[ACTIVITY]:
Copy all lines in the data that contain the string "head".

>>>

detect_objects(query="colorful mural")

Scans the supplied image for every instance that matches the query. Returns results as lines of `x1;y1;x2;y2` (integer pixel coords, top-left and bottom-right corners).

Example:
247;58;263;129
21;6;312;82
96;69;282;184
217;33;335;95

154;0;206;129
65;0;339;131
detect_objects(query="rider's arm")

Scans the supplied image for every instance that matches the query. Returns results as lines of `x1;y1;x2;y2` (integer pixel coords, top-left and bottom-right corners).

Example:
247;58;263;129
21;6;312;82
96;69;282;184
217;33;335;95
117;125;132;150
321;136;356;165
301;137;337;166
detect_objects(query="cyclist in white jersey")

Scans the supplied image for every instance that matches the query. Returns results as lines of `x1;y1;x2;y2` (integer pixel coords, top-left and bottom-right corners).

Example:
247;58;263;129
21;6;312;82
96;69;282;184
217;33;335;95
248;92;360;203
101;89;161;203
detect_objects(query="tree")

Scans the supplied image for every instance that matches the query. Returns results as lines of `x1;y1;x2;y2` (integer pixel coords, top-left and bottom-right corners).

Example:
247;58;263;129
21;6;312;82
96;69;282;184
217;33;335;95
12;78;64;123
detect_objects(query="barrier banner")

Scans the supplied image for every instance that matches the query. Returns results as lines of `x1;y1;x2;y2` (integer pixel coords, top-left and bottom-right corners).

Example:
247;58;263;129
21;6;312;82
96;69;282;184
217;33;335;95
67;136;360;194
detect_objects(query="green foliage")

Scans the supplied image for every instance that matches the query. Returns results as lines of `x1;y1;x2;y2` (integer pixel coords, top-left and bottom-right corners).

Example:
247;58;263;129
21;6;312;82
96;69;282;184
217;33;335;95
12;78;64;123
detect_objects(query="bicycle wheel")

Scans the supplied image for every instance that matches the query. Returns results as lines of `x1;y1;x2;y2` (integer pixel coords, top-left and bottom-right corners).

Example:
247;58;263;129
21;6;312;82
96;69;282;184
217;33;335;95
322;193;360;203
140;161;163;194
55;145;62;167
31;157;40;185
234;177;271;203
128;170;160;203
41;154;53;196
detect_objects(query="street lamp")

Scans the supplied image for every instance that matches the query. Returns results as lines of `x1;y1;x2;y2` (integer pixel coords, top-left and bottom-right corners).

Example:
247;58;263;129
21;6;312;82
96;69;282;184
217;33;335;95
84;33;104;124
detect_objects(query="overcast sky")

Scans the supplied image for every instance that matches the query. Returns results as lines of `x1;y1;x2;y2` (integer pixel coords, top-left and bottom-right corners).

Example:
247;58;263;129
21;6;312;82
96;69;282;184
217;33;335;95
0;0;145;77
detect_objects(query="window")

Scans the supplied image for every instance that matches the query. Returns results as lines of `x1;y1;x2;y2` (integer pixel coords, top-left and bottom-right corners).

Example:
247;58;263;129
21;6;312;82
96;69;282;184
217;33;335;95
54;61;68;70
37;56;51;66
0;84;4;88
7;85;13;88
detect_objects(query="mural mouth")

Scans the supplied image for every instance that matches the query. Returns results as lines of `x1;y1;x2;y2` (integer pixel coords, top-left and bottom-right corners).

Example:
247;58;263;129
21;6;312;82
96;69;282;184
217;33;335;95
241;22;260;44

<<<
>>>

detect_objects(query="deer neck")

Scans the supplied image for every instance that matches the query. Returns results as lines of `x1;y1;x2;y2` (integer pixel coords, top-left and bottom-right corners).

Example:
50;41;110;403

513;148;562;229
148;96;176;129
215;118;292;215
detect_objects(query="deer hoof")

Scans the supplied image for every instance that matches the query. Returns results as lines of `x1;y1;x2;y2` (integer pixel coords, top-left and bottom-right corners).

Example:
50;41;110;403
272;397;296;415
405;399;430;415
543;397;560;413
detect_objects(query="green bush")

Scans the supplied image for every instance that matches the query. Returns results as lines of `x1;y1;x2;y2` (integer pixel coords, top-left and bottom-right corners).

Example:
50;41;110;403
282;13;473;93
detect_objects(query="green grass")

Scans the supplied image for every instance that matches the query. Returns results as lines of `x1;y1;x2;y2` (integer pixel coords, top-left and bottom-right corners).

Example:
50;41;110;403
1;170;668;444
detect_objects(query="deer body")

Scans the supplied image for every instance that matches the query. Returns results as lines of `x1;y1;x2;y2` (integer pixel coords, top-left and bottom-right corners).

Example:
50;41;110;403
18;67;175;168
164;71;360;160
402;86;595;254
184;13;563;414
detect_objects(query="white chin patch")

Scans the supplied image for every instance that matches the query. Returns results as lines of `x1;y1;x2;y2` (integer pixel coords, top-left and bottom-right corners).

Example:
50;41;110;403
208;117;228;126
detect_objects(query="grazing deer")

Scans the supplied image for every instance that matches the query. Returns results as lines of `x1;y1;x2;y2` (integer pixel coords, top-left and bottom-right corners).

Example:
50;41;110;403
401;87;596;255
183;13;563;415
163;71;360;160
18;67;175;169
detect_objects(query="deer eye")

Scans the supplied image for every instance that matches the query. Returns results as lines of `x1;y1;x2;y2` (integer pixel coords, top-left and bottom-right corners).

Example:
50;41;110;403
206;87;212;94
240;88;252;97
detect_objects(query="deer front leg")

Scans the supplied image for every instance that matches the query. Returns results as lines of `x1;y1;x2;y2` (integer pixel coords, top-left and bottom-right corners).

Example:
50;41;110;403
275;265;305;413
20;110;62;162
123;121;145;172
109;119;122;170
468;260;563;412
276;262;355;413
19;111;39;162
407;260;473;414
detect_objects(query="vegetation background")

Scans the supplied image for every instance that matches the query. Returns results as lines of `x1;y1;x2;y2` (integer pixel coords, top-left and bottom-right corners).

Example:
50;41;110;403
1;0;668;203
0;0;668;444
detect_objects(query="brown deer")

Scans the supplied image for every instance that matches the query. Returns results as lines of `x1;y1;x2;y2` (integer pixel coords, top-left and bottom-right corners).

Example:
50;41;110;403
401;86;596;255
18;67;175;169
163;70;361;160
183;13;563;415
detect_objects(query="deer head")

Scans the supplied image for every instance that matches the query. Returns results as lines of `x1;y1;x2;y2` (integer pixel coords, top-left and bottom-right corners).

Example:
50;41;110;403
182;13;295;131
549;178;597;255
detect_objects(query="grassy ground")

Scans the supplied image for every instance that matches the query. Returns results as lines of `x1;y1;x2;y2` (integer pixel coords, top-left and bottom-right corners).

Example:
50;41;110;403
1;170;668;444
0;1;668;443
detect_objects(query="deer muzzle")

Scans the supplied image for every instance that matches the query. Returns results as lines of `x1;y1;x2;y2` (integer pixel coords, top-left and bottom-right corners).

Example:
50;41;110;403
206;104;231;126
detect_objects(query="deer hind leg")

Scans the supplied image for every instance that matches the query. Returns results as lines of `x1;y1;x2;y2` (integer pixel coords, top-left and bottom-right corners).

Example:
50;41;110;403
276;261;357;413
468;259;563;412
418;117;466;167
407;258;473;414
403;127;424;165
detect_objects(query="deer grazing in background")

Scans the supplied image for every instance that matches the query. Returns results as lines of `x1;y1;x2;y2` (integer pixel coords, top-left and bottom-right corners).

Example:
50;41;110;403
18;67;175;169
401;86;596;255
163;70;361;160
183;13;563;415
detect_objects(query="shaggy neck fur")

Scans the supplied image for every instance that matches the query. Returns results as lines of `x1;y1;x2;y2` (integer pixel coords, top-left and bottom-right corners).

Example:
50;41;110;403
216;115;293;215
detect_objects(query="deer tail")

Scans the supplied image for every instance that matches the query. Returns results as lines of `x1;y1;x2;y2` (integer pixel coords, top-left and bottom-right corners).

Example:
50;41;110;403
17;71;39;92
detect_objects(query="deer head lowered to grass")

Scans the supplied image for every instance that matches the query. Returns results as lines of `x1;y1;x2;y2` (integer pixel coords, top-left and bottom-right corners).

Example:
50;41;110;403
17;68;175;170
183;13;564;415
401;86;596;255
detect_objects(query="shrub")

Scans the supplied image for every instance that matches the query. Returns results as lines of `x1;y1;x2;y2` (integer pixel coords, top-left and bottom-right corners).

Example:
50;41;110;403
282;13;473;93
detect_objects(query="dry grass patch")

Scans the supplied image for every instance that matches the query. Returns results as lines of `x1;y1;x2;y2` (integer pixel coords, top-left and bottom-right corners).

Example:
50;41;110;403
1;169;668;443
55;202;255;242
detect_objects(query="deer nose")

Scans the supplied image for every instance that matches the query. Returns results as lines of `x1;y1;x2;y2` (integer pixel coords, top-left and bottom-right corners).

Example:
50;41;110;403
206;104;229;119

<<<
>>>

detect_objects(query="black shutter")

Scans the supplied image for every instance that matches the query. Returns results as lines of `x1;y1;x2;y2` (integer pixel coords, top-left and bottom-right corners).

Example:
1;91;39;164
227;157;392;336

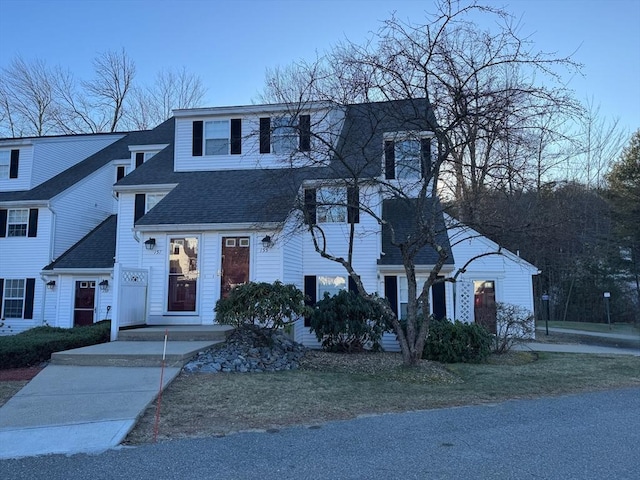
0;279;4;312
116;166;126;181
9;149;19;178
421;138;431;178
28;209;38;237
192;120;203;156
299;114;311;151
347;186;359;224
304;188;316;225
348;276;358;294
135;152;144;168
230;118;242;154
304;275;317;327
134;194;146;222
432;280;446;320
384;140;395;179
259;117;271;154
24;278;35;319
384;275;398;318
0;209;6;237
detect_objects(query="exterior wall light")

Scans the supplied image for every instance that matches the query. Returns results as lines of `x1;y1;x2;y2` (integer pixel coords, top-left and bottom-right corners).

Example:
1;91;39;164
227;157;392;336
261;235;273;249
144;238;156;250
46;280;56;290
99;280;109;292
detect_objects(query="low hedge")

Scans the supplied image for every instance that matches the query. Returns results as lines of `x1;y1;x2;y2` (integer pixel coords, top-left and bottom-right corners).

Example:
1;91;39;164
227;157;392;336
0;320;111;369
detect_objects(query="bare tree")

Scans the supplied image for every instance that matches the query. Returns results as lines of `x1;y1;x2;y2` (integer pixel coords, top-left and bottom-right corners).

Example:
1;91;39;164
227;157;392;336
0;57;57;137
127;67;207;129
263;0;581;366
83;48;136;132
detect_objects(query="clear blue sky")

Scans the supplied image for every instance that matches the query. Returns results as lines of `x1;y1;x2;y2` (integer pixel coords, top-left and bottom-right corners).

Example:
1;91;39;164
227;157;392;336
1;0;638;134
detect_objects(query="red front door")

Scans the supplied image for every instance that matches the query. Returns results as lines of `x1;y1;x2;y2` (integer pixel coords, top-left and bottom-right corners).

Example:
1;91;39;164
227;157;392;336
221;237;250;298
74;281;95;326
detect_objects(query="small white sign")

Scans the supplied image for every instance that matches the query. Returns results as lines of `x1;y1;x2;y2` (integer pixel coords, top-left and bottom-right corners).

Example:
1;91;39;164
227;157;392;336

<<<

[ANSWER SPACE]:
detect_objects(query="deer head")
detect_objects(query="deer head lowered to grass")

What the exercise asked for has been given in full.